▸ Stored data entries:
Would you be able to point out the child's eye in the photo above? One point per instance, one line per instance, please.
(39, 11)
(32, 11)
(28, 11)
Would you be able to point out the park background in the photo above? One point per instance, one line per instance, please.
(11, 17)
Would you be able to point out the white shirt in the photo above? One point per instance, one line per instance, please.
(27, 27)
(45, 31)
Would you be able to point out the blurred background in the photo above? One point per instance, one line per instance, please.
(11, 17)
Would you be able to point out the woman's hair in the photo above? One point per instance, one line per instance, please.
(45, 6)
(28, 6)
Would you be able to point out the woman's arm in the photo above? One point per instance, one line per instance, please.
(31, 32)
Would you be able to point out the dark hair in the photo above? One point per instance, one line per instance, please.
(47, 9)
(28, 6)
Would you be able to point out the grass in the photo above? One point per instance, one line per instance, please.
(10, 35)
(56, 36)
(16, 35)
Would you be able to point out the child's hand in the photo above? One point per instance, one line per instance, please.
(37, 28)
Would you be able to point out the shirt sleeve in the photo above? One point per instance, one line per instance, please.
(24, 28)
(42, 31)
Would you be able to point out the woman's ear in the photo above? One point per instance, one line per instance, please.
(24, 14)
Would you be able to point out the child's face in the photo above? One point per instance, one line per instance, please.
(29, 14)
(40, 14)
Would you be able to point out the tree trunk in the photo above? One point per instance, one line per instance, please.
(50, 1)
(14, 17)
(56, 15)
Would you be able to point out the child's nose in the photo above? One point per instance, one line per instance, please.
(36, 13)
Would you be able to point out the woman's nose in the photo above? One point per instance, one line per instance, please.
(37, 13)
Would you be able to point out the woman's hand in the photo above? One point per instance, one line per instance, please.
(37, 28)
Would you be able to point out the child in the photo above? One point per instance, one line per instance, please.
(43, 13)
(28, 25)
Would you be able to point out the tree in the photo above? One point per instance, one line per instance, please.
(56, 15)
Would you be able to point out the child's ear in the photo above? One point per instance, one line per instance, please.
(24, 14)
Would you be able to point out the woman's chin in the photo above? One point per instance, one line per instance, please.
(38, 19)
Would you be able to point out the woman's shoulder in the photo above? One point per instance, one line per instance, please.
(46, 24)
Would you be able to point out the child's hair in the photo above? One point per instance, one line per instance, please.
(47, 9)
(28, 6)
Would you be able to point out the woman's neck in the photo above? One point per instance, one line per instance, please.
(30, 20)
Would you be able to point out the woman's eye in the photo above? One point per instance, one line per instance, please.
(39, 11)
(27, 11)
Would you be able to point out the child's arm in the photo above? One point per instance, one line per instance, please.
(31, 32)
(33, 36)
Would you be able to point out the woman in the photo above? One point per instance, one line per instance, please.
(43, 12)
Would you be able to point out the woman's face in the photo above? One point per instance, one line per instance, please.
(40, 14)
--
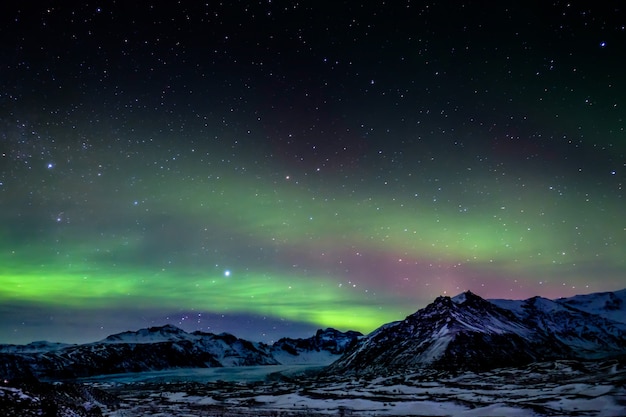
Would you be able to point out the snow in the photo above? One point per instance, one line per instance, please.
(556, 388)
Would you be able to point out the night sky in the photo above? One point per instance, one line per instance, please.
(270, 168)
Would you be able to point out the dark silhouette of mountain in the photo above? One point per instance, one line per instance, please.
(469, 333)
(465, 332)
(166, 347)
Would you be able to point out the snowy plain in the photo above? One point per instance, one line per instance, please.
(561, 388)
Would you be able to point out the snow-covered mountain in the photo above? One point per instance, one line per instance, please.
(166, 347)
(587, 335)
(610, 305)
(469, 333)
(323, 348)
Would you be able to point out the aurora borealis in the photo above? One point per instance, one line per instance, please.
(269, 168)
* * *
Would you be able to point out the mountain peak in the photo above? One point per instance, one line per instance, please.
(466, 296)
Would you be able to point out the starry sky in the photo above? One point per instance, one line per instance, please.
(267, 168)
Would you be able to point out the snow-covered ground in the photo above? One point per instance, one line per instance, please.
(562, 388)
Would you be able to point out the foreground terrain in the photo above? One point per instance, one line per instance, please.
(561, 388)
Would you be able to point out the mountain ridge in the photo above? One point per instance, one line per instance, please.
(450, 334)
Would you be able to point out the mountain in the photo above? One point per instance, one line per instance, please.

▸ Objective: Write out, word for word, every line of the records from the one containing "Would you be able to point out the snow-covered ground" down to the one containing "Would you be able to point out the mountain in", with both of those lines included.

▸ Exercise output:
Would you be able to point out the snow-covered ground in the photo above? One point per instance, one line per instance, please.
(562, 388)
Would you be able to point out the foreground terrain in the photo above? One point per instance, one line per instance, please.
(561, 388)
Would you be able to point out the mountain ridge in the photo above? One point per instance, one line per instance, please.
(450, 334)
Would you be able to point out the mountain in the photo above? One point per instance, one line per instance, please.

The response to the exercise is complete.